▸ **Task description**
Please give back only the lines below from the one containing "of the team" to the one containing "of the outstretched", each repeated word for word, both ends included.

Dataset excerpts
──────────
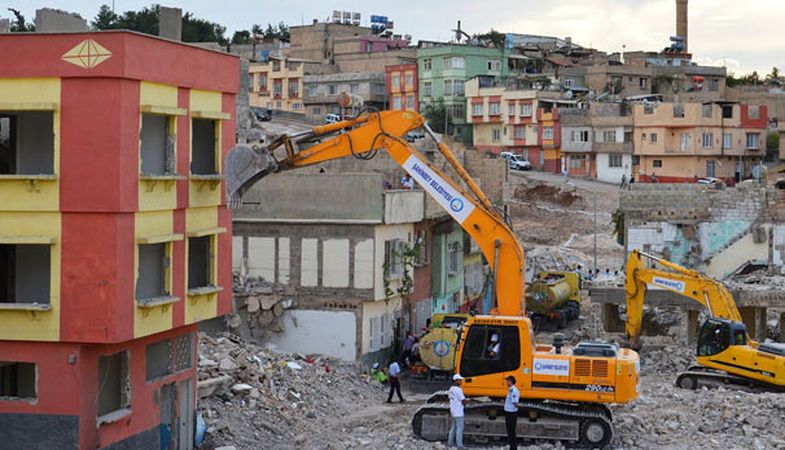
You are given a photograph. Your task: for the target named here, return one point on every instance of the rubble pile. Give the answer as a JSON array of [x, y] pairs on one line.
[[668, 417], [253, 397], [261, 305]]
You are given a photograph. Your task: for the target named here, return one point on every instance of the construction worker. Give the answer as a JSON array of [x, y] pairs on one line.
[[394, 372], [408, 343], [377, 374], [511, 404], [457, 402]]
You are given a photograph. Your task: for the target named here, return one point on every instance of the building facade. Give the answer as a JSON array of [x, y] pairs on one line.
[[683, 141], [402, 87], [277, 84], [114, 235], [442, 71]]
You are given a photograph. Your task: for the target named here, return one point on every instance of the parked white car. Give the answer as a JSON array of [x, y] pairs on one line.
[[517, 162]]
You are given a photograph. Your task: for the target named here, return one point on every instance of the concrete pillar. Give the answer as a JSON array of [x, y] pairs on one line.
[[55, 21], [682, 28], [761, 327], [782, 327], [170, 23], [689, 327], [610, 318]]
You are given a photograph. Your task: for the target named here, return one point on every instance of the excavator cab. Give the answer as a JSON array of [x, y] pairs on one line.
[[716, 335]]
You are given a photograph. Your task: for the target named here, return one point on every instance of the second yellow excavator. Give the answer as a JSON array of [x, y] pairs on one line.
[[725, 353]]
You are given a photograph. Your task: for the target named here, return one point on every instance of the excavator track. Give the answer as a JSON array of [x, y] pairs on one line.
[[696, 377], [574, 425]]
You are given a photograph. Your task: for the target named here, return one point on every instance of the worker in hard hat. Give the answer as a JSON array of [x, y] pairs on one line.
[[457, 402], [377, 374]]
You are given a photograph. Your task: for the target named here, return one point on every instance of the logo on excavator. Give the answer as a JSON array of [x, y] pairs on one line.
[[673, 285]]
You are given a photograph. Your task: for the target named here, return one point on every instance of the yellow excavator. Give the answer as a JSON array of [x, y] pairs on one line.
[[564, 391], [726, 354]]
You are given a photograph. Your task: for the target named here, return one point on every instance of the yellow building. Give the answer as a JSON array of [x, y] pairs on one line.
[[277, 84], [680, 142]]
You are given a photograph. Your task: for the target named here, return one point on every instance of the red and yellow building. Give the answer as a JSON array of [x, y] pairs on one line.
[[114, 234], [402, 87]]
──────────
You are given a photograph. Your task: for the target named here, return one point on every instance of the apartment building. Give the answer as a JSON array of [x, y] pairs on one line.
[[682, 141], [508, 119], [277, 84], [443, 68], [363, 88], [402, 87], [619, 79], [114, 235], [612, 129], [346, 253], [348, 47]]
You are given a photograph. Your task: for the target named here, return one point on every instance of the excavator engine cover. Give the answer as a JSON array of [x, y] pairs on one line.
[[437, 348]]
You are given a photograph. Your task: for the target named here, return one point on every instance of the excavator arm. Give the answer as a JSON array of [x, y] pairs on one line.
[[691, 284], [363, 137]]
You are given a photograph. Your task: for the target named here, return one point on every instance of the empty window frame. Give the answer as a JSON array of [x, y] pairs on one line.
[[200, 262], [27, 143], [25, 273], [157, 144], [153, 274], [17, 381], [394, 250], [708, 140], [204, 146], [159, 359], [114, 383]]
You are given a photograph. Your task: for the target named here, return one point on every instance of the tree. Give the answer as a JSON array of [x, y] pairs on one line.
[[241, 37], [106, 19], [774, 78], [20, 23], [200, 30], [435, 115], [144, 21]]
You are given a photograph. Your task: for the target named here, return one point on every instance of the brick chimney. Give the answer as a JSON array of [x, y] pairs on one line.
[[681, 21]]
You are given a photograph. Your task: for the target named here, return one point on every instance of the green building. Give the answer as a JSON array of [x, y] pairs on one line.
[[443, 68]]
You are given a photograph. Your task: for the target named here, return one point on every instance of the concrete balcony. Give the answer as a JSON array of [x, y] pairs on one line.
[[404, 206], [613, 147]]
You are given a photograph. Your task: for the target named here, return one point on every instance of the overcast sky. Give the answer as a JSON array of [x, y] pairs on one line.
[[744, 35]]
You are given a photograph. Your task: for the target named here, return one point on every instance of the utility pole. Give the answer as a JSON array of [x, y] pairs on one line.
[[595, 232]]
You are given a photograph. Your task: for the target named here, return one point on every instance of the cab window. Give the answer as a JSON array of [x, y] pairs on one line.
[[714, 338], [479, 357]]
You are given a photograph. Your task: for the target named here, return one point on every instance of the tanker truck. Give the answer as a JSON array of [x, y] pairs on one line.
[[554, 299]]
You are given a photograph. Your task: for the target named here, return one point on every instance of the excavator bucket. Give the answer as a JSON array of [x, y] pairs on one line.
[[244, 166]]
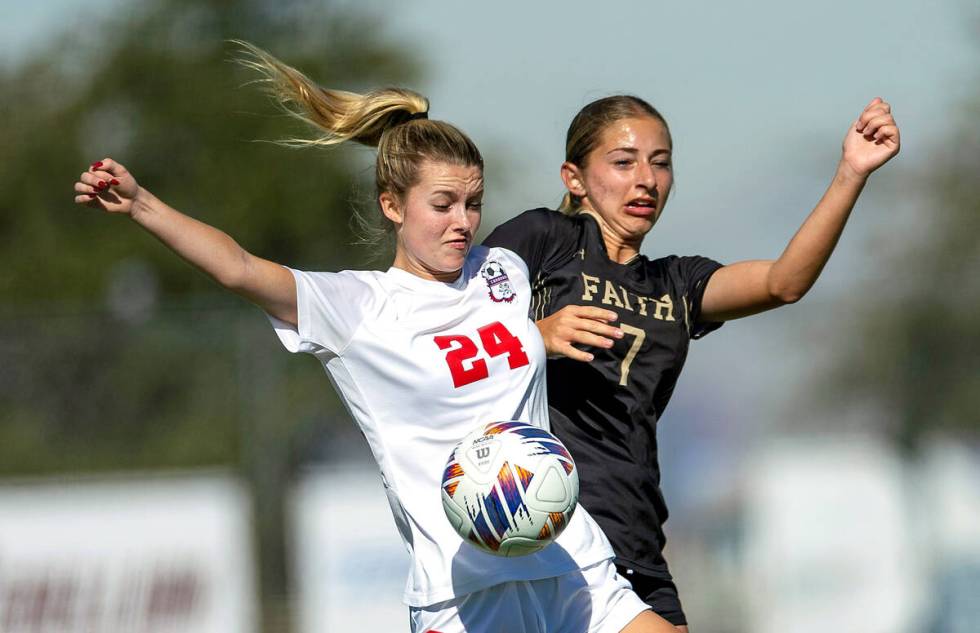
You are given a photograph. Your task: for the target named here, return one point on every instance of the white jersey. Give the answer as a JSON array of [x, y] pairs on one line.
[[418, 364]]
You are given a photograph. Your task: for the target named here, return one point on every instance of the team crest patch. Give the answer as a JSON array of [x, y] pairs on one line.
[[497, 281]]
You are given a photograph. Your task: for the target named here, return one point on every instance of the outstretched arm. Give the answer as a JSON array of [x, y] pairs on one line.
──────────
▸ **Written answer**
You are given a photograph. Your task: for the target named here, return one point on every instance of the team crest patch. Give the answer as a JSON array of [x, y] pairs on one line.
[[497, 281]]
You are given a photograph. Your task: for the target named here, return one point on every instance of the outstretched arm. Give the answer as a JSON array of [x, y] pairs on one line.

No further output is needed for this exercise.